> [What you are asked to do] Copy word for word the lines of the material below, starting at the line that has "the woman's outstretched" and stopping after the line that has "[[187, 87, 240, 116], [266, 90, 322, 112]]".
————————
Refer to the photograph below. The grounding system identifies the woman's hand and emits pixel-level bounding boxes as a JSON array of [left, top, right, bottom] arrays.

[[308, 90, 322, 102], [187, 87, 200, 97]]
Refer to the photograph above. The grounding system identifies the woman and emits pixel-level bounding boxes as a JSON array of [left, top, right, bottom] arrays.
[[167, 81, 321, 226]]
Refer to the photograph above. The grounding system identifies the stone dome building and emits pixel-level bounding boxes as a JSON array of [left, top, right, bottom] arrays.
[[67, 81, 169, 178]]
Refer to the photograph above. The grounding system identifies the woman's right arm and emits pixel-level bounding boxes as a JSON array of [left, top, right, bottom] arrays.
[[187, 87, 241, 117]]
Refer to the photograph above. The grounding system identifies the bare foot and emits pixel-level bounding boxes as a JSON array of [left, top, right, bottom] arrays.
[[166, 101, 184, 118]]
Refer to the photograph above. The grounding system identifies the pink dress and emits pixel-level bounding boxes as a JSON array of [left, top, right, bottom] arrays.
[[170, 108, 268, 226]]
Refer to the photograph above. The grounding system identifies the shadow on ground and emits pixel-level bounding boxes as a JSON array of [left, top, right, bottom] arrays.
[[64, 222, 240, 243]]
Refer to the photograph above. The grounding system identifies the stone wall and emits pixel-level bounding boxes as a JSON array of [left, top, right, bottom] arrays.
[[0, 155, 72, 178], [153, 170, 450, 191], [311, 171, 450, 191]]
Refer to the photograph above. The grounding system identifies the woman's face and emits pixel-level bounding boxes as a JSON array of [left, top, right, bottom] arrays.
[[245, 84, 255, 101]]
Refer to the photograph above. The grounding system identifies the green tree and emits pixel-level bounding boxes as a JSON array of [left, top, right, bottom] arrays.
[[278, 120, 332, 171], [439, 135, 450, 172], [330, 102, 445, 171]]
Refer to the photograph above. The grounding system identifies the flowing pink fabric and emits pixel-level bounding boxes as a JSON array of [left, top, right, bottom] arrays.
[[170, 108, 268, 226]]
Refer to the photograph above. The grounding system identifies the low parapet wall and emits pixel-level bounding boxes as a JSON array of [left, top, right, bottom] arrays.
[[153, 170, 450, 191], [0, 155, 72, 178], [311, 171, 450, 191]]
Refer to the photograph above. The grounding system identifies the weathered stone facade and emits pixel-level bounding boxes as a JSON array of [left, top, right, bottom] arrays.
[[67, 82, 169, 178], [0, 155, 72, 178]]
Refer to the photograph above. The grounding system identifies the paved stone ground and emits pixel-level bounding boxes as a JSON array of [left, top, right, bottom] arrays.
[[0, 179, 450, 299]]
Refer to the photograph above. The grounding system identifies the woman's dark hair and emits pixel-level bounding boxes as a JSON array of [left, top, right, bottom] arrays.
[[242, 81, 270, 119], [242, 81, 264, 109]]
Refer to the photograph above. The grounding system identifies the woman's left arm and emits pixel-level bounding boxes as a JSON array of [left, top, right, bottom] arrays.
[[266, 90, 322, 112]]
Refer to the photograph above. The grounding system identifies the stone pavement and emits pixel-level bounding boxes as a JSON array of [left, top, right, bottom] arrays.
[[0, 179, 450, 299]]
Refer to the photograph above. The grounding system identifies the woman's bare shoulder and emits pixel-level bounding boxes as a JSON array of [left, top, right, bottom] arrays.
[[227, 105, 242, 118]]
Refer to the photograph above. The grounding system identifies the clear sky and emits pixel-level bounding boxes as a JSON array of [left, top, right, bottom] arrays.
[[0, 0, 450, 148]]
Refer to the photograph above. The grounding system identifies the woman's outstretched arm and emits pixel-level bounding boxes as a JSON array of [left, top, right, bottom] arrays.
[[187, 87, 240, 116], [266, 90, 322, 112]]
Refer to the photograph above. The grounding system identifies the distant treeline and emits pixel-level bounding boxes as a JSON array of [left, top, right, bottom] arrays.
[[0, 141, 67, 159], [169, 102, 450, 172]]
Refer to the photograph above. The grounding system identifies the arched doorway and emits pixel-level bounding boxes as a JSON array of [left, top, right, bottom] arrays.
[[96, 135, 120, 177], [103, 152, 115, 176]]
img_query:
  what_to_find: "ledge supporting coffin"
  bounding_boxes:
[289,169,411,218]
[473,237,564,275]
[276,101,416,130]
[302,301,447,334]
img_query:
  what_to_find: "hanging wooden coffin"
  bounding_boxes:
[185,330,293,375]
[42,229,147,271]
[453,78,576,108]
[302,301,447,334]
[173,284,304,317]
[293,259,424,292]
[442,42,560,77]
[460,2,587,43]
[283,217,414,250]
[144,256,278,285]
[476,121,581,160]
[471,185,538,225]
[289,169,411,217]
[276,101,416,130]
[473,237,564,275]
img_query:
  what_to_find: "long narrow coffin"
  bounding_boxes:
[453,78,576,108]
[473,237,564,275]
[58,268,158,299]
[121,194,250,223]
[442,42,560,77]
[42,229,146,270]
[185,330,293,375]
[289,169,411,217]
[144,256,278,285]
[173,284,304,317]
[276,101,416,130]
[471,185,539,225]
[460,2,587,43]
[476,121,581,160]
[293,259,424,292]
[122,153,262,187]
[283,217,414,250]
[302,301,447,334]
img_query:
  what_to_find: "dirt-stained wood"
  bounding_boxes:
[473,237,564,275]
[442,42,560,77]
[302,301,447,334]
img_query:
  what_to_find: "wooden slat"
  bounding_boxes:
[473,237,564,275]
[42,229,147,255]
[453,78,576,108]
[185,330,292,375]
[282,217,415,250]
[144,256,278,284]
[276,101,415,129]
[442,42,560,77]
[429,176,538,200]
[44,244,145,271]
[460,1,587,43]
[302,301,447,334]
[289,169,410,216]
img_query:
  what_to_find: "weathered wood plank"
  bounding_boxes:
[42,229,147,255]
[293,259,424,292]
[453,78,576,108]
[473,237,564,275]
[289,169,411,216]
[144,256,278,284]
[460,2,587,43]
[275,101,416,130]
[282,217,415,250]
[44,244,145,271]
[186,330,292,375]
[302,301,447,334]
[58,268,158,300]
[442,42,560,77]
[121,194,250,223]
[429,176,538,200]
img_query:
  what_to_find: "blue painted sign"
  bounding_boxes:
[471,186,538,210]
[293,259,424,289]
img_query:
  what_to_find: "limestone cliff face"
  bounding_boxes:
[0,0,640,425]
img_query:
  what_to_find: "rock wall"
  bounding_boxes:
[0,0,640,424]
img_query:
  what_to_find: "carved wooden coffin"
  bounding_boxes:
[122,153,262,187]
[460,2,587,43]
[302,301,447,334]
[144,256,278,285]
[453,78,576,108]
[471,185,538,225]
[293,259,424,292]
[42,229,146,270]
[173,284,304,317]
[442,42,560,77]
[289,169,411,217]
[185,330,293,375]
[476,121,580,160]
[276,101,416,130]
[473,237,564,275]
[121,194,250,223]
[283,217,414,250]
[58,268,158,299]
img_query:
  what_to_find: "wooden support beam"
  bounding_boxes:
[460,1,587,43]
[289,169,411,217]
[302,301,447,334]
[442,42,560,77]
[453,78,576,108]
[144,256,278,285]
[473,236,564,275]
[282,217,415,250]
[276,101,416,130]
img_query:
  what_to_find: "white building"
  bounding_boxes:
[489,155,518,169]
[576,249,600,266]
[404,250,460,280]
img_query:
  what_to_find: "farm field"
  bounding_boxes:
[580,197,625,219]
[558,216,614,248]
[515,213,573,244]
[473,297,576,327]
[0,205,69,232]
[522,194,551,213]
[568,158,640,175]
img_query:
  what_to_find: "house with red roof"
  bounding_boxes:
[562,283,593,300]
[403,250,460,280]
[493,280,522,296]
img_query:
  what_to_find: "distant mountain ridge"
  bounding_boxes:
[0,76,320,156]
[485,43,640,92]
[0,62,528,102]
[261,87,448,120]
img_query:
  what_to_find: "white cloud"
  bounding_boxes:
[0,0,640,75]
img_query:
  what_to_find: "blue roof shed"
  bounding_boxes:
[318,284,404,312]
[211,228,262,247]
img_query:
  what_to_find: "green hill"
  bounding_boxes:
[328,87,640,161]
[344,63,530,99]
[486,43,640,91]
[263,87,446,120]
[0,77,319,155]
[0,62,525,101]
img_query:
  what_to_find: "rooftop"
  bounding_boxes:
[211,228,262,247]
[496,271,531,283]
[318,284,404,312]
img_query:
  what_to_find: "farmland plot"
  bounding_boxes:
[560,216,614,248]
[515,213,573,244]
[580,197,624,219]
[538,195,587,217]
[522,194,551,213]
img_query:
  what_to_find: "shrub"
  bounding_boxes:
————————
> [Solution]
Refer to the photograph above. The grounding system identifies the woman's outstretched arm and emits pixel-level bounding boxes as a JSON array of [left, top, right, bottom] arrays.
[[187, 87, 240, 116], [266, 90, 322, 112]]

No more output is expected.